[EXERCISE INPUT]

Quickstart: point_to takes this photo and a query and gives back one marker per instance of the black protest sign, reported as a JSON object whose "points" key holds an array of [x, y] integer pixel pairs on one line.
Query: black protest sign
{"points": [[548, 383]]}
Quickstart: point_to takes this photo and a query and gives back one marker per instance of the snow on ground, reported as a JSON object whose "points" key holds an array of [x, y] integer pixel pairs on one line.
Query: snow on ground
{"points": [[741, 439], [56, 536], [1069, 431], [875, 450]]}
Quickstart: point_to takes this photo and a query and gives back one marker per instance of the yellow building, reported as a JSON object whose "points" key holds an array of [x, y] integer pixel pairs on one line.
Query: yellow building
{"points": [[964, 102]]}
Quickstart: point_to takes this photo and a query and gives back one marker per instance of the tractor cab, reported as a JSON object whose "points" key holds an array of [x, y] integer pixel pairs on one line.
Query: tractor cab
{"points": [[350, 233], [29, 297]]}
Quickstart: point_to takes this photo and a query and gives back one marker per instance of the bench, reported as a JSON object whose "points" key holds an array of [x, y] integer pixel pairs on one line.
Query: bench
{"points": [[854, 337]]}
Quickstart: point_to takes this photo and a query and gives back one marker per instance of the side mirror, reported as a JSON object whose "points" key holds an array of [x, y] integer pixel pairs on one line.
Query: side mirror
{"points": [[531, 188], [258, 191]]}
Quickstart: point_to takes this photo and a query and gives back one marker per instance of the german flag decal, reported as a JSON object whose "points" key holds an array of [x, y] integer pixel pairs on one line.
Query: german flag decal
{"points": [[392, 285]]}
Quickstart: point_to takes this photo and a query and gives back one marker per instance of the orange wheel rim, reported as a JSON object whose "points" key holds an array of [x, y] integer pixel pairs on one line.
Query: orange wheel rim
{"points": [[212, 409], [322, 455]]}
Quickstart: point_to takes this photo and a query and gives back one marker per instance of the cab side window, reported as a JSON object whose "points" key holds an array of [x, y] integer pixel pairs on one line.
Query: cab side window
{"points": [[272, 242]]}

[/EXERCISE INPUT]

Please return exactly the lines from the one containing "Query: german flag decal" through the end of the entries above, adding no other line.

Query: german flag decal
{"points": [[392, 285]]}
Quickstart: point_to takes this photo and a query and gives back one marker per instance of the orange wheel rim, reported as a JSON object whose "points" key holds an array of [x, y] integer pixel pairs on one line.
Query: orange wheel rim
{"points": [[212, 409], [322, 455]]}
Quickstart: point_to takes this photo and a query and gives back one marker per instance of the cab side window, reported as a JSON object whose "points" key holds an array of [x, y] integer pixel pairs on one line.
Query: cab side window
{"points": [[272, 242]]}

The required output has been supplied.